» Dataset:

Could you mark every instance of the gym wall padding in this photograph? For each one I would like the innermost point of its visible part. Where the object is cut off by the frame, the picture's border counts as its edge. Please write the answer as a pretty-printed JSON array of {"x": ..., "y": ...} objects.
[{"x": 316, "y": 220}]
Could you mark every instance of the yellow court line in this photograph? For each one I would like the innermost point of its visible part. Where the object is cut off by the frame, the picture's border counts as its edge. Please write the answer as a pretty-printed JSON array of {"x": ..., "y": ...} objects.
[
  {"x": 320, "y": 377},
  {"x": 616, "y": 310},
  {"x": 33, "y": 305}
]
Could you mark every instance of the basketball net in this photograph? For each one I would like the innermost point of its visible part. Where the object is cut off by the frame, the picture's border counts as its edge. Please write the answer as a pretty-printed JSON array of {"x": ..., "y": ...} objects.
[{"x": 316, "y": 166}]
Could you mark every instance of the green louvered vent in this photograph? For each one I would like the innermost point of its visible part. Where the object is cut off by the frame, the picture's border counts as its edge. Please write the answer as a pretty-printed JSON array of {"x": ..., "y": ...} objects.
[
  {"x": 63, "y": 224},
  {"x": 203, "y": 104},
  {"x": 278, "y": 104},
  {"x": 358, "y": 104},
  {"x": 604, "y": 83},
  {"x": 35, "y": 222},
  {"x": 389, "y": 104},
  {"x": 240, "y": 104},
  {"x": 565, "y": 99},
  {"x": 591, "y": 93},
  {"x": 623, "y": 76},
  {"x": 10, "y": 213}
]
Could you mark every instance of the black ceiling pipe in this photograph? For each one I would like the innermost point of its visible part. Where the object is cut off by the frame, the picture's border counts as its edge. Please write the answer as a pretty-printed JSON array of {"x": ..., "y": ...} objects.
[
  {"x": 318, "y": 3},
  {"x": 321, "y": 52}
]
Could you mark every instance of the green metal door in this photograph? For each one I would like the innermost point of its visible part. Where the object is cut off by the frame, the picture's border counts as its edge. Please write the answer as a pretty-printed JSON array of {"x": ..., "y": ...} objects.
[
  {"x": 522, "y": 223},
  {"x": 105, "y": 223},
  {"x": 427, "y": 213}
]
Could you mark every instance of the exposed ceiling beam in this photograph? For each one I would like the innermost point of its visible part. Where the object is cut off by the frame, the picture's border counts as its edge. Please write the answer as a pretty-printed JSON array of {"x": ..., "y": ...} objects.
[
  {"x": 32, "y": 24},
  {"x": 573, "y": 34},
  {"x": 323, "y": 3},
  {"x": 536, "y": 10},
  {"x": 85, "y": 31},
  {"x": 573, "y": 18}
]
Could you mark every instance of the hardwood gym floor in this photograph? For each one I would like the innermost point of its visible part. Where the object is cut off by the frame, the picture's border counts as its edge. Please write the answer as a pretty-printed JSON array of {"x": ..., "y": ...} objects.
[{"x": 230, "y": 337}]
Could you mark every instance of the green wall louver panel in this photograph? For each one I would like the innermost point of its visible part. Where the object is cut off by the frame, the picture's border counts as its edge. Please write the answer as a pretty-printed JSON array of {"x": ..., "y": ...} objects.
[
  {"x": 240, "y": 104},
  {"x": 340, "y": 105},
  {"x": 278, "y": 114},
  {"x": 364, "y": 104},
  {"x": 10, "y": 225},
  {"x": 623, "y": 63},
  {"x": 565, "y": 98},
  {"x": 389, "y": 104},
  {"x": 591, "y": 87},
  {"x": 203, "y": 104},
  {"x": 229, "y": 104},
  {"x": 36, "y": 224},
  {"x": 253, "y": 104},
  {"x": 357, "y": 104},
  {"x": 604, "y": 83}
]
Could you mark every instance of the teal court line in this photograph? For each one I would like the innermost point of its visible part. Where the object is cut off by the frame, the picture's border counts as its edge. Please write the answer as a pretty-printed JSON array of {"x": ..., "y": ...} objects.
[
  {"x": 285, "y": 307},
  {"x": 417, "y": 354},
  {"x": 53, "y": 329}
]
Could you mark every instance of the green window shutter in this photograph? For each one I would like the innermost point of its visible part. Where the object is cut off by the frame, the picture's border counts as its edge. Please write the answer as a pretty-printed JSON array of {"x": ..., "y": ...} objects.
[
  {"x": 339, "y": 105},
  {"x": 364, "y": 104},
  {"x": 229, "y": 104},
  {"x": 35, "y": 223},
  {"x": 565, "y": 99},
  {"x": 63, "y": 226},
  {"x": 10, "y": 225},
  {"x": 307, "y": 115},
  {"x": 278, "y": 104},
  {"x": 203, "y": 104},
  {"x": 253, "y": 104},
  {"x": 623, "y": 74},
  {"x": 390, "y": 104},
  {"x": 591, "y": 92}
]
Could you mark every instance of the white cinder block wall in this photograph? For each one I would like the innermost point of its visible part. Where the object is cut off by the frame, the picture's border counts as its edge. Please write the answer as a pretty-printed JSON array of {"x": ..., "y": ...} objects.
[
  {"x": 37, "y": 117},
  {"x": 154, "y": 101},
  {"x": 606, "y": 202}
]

» Your instructions:
Every entry is to be transcribed exactly as it stands.

» Solution below:
Could you mark every instance of the gym wall padding in this photograph? For each one I would like the innermost point of its visible part. Where the object is cut off by the frame, the picture's border counts as its edge. Please write the answer as a pretty-printed JSON array of {"x": ..., "y": ...} objects.
[{"x": 316, "y": 220}]
Could you mark every instance of the yellow court line in this photograph? For each one I would like the innermost point of its visible part. Where the object is cut off by the frame, the picture's border counts as its edge. Please write the answer as a pretty-printed JSON array of {"x": ..., "y": ...} objects.
[
  {"x": 320, "y": 377},
  {"x": 616, "y": 310},
  {"x": 33, "y": 305}
]
Could you mark every instance of the basketball net in this photograph? For each one I would like the innermost point of its visible part. Where the object is cut off by the frame, the picture's border counts as its edge. Please write the answer as a pretty-printed JSON array of {"x": ..., "y": ...} objects.
[{"x": 316, "y": 166}]
Could you mark every instance of the green louvered vent in this photograph? For each one I would like the innermost point of its visible part. Where the object is cut off by the frame, the picture's border counts as its edge. Please write the answer as a pretty-printed JSON array of {"x": ..., "y": ...} objects.
[
  {"x": 63, "y": 224},
  {"x": 203, "y": 104},
  {"x": 278, "y": 104},
  {"x": 358, "y": 104},
  {"x": 604, "y": 83},
  {"x": 35, "y": 222},
  {"x": 389, "y": 104},
  {"x": 240, "y": 104},
  {"x": 565, "y": 99},
  {"x": 591, "y": 93},
  {"x": 623, "y": 76},
  {"x": 10, "y": 213}
]
Could you mark every instance of the black ceiling pipe in this photograph? For each one I would like the innermost point of its visible part. Where the object is cut off by the frame, the picture's border counts as its edge. Please write the answer as a pretty-printed JSON array of {"x": ..., "y": ...} objects.
[
  {"x": 318, "y": 3},
  {"x": 321, "y": 52}
]
Could you mark every instance of the green metal door in this photograph? For each one I would like the innermost point of its visible part. Where the object is cut off by the frame, the picture's border counts as its edge. Please write the answer as a pretty-printed JSON array of {"x": ..., "y": ...} objects.
[
  {"x": 522, "y": 223},
  {"x": 105, "y": 223},
  {"x": 427, "y": 213}
]
Could you mark every instance of the exposed ceiling beam in this photograph? For each one I would like the innermost point of its visible part. Where the object is cut off by the frame, the picture's border counts as its edge. Please write the answer as a pretty-printed JSON array of {"x": ..., "y": ...} objects.
[
  {"x": 32, "y": 24},
  {"x": 573, "y": 34},
  {"x": 323, "y": 3},
  {"x": 536, "y": 10},
  {"x": 85, "y": 31},
  {"x": 573, "y": 18}
]
Could you mark every instance of the hardwood gym floor in this photograph? For each one I would like the innermost point of its visible part. Where the object is cut off by the frame, the picture's border counts as its edge. Please write the answer as a pretty-printed JSON array of {"x": ..., "y": ...} objects.
[{"x": 230, "y": 337}]
Could you mark every instance of the green wall louver panel in this photograph? For each one I would like the innermost point of its visible part. Where the object is cut off by the frame, the picture's border counts as its edge. Please write the answer as a pretty-printed JSON array of {"x": ..., "y": ...} objects.
[
  {"x": 240, "y": 104},
  {"x": 340, "y": 105},
  {"x": 278, "y": 114},
  {"x": 364, "y": 104},
  {"x": 10, "y": 225},
  {"x": 623, "y": 63},
  {"x": 565, "y": 98},
  {"x": 389, "y": 104},
  {"x": 591, "y": 87},
  {"x": 203, "y": 104},
  {"x": 229, "y": 104},
  {"x": 36, "y": 224},
  {"x": 253, "y": 104},
  {"x": 357, "y": 104},
  {"x": 604, "y": 83}
]
Could you mark every instance of the teal court line in this photograph? For each one I would like the innermost point of its visible part. Where the object is cut off by the frame, the picture's border counts as its edge. Please write the answer as a pretty-printed JSON array of {"x": ..., "y": ...} objects.
[
  {"x": 285, "y": 307},
  {"x": 417, "y": 354},
  {"x": 53, "y": 329}
]
Could you mark every instance of the green window shutter in this photograph? For each one I would like the innermost point of its visible part. Where the object is cut off by the frame, the picture's border counts as its edge. Please write the answer as a pretty-printed JSON array of {"x": ..., "y": ...} objects.
[
  {"x": 339, "y": 105},
  {"x": 364, "y": 104},
  {"x": 229, "y": 104},
  {"x": 35, "y": 223},
  {"x": 565, "y": 99},
  {"x": 63, "y": 226},
  {"x": 10, "y": 225},
  {"x": 307, "y": 115},
  {"x": 278, "y": 104},
  {"x": 203, "y": 104},
  {"x": 253, "y": 104},
  {"x": 623, "y": 74},
  {"x": 390, "y": 104},
  {"x": 591, "y": 92}
]
Could you mark every instance of the white cinder block wall in this photograph? For each one I would like the innermost point of its visible part. Where the object is cut off by the frame, the picture's border counts as its edge. Please write the answer as a pretty-printed JSON array of {"x": ..., "y": ...} objects.
[
  {"x": 37, "y": 117},
  {"x": 154, "y": 101},
  {"x": 606, "y": 202}
]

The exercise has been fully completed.